TEXT PROVIDED:

----------------

After the strike, the economists Ferdinand Rauch, Shaun Larcom and Tim Willems looked at data from London’s electronic farecard system, identifying individuals who took the same route morning after morning. [pdf] Most of these regular commuters had to find a different route to work during the strike. But what was surprising was that one in 20 of them stuck to their new routes after the strike was over. Even commuters, whom we would imagine had honed their daily journey to perfection, can find a better route when a random shock forces them to do so. Computer algorithms often use the same basic trick when searching for solutions to complex problems: stirring in a judicious dose of randomness prevents the search from getting stuck down a dead end.

----------------

ENTRIES SUPPLIED:
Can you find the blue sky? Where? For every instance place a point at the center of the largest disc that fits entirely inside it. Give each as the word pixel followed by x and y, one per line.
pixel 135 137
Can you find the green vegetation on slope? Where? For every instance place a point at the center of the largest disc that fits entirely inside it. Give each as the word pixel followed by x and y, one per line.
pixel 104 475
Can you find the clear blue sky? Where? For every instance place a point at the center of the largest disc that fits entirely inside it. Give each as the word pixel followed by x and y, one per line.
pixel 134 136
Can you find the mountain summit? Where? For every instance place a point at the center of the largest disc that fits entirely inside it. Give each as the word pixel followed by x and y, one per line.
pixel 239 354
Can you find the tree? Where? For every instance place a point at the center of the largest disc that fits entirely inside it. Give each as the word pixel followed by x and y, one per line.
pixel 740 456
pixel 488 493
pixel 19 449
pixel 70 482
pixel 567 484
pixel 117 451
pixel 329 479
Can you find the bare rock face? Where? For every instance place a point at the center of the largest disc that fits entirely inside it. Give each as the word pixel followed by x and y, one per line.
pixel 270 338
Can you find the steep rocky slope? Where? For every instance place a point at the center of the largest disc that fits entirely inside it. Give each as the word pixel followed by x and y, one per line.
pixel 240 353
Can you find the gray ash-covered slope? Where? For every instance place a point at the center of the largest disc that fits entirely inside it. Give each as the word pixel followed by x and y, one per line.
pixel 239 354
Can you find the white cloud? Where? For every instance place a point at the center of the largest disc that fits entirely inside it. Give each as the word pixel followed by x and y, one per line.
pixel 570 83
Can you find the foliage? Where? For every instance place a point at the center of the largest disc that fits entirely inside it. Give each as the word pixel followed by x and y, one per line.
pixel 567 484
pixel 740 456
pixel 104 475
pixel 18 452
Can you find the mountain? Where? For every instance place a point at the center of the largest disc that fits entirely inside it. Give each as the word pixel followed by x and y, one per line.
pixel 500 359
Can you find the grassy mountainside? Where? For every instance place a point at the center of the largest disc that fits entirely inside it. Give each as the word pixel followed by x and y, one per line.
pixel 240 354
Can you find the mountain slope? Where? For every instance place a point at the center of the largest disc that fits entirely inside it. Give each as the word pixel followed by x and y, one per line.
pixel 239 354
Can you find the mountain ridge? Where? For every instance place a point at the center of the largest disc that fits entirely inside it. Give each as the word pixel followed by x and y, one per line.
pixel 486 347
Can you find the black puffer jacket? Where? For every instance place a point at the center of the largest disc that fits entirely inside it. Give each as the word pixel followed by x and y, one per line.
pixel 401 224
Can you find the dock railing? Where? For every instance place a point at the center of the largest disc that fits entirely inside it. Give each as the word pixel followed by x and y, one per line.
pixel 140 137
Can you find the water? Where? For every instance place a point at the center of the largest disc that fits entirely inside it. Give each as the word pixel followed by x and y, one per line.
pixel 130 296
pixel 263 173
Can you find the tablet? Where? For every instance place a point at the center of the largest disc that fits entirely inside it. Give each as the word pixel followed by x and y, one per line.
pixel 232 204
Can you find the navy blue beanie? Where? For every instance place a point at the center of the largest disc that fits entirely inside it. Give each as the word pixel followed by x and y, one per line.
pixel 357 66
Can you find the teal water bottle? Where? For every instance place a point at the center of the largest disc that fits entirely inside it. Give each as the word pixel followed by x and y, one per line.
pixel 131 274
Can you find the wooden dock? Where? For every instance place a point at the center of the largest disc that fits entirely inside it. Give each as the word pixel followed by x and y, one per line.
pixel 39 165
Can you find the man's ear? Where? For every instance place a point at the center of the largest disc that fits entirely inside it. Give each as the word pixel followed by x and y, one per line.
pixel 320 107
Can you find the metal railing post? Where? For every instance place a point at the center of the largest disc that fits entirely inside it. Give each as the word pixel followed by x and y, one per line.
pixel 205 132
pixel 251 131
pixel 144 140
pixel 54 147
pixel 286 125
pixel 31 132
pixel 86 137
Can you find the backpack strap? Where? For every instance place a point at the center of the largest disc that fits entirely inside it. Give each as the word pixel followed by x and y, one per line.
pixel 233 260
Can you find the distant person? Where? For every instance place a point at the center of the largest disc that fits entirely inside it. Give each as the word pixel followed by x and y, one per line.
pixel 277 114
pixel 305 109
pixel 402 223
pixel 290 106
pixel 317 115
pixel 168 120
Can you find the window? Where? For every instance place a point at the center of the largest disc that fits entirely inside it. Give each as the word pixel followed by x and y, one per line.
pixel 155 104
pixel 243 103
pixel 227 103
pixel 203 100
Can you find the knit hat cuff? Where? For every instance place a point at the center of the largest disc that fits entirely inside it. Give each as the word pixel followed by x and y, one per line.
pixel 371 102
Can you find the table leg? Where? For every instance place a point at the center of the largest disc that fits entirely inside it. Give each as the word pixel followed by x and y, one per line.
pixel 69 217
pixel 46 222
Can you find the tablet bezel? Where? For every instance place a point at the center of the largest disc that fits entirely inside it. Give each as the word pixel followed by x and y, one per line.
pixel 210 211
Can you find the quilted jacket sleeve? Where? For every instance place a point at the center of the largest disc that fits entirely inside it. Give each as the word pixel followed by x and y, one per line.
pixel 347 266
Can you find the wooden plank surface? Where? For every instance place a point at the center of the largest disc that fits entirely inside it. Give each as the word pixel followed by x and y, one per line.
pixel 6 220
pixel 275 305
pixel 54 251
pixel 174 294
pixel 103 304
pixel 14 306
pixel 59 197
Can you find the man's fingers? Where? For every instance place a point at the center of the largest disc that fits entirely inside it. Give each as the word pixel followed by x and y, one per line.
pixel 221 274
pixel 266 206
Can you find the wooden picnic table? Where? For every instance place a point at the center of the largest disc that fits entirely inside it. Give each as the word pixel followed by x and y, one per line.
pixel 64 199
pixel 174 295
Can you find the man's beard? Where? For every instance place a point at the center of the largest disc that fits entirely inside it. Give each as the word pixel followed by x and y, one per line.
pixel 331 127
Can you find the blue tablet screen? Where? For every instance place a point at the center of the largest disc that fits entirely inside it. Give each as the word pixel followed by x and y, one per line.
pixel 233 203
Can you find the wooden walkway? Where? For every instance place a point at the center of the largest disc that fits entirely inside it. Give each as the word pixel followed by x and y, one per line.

----------------

REQUIRED ACTIONS:
1. According to the passage on the London commuter strike, what share of the regular commuters kept using their new routes after the strike ended?
2. Continue the passage about commuters during the London strike, picking up right after its final sentence.

EXPECTED RESPONSES:
1. One in 20 of them.

2.
Many creative types understand this principle very well. Perhaps the most famous example is the Oblique Strategies, a set of cards assembled by artist Peter Schmidt and musician Brian Eno. The cards are full of gnomic instructions — “Change Instrument Roles” or “Twist the Spine” — and Eno deployed them while working with David Bowie on his celebrated Low, “Heroes” and Lodger albums. Great guitarists such as Adrian Belew or Carlos Alomar would find themselves having to play the drums or hopping randomly between chords that Eno was indicating on a blackboard. They did not enjoy the experience: Alomar later compared it to being slapped in the face. But the results were superb.
One can have too much of a good thing, of course, and throw the dice too often. George Cockcroft, author of The Dice Man, experimented with a dice-driven life himself for a while but did the sensible thing and settled down once he found a life he loved. And Eno himself told me that he only used the Oblique Strategies cards when he got stuck.
And did he get stuck often?
“Oh, all the time.”
Written for and first published in the Financial Times.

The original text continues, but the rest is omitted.